To be done:
Collect every line of the records below that contains the string "segment", and output each such line unchanged.
---+---
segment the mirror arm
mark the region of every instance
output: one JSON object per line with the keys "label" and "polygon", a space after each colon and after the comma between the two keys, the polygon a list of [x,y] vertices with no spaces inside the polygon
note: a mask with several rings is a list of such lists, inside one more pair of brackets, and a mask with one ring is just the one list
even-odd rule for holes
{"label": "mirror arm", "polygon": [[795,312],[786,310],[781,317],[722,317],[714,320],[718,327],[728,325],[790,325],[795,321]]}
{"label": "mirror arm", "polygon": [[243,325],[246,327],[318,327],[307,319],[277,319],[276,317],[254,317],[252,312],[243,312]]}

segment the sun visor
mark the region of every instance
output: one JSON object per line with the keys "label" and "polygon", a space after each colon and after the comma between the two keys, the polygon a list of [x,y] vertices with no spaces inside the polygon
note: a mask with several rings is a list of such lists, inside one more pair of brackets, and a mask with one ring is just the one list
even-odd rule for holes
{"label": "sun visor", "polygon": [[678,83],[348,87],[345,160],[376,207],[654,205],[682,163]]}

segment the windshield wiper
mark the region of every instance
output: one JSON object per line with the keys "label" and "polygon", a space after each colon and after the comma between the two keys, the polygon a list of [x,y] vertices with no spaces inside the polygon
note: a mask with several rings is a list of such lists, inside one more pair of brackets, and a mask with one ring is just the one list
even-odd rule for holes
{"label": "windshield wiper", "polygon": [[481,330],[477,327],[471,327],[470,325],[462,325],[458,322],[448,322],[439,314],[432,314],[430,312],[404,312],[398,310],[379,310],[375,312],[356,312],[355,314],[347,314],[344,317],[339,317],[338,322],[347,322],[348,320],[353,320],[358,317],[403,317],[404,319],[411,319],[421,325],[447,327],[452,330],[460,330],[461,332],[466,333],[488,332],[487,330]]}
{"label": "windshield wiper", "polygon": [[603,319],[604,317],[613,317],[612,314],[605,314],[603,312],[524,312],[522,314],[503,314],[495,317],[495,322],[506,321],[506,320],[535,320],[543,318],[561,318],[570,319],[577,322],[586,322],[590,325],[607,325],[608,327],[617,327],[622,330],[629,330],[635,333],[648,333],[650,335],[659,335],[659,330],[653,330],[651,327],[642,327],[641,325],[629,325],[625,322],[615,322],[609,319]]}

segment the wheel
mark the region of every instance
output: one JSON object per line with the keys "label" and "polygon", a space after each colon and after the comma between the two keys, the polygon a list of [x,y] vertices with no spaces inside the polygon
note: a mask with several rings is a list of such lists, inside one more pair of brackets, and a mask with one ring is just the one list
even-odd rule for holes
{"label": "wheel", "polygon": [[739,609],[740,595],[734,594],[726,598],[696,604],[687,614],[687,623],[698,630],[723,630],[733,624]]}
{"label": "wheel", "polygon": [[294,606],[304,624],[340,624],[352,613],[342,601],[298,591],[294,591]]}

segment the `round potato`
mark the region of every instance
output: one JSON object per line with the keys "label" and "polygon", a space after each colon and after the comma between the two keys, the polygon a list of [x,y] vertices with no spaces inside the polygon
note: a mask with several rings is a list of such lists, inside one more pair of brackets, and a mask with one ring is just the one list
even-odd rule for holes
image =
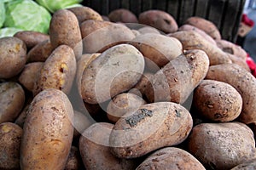
{"label": "round potato", "polygon": [[14,37],[0,38],[0,78],[18,75],[26,62],[25,42]]}
{"label": "round potato", "polygon": [[12,122],[0,124],[0,169],[20,169],[22,128]]}
{"label": "round potato", "polygon": [[20,84],[13,82],[0,83],[0,123],[15,121],[24,103],[25,92]]}

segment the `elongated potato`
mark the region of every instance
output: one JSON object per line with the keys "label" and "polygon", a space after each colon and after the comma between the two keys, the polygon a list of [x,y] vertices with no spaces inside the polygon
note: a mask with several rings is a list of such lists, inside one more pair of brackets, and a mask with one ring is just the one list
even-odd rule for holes
{"label": "elongated potato", "polygon": [[189,152],[175,147],[166,147],[153,152],[136,170],[172,169],[205,170],[204,166]]}
{"label": "elongated potato", "polygon": [[135,158],[182,143],[192,129],[192,117],[182,105],[172,102],[142,105],[114,125],[109,138],[118,157]]}
{"label": "elongated potato", "polygon": [[83,52],[82,36],[76,15],[67,10],[60,9],[52,16],[49,24],[49,39],[54,48],[60,45],[68,45],[79,59]]}
{"label": "elongated potato", "polygon": [[196,125],[188,139],[188,148],[207,169],[230,169],[256,158],[252,130],[236,122]]}
{"label": "elongated potato", "polygon": [[113,127],[110,123],[97,122],[89,127],[81,135],[79,150],[86,169],[136,168],[136,160],[120,159],[112,155],[108,141]]}
{"label": "elongated potato", "polygon": [[183,49],[201,49],[205,51],[210,60],[210,65],[219,65],[224,63],[231,63],[228,54],[219,48],[212,45],[208,41],[193,31],[180,31],[172,35],[177,38],[183,44]]}
{"label": "elongated potato", "polygon": [[56,48],[44,62],[36,81],[33,94],[46,88],[56,88],[68,94],[76,74],[76,59],[67,45]]}
{"label": "elongated potato", "polygon": [[206,79],[227,82],[241,94],[242,109],[239,121],[249,124],[256,121],[256,79],[247,71],[236,64],[210,66]]}
{"label": "elongated potato", "polygon": [[23,127],[21,169],[64,169],[73,136],[73,110],[67,95],[45,89],[32,100]]}
{"label": "elongated potato", "polygon": [[240,115],[242,99],[231,85],[214,80],[203,80],[194,91],[193,106],[205,118],[231,122]]}
{"label": "elongated potato", "polygon": [[146,87],[149,102],[183,104],[208,71],[209,60],[202,50],[189,50],[157,71]]}
{"label": "elongated potato", "polygon": [[221,34],[217,28],[217,26],[213,24],[213,22],[207,20],[201,17],[192,16],[187,19],[185,24],[191,25],[195,26],[205,32],[207,32],[209,36],[211,36],[214,40],[220,40]]}
{"label": "elongated potato", "polygon": [[129,90],[144,71],[143,54],[129,44],[106,50],[84,69],[81,96],[89,104],[98,104]]}

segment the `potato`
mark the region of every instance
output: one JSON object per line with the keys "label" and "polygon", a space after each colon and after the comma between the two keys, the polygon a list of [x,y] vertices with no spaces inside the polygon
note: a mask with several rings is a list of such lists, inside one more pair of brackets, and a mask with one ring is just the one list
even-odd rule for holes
---+---
Solution for this exercise:
segment the mirror arm
segment the sun visor
segment the windshield wiper
segment the wheel
segment the `round potato`
segment the `elongated potato`
segment the `potato`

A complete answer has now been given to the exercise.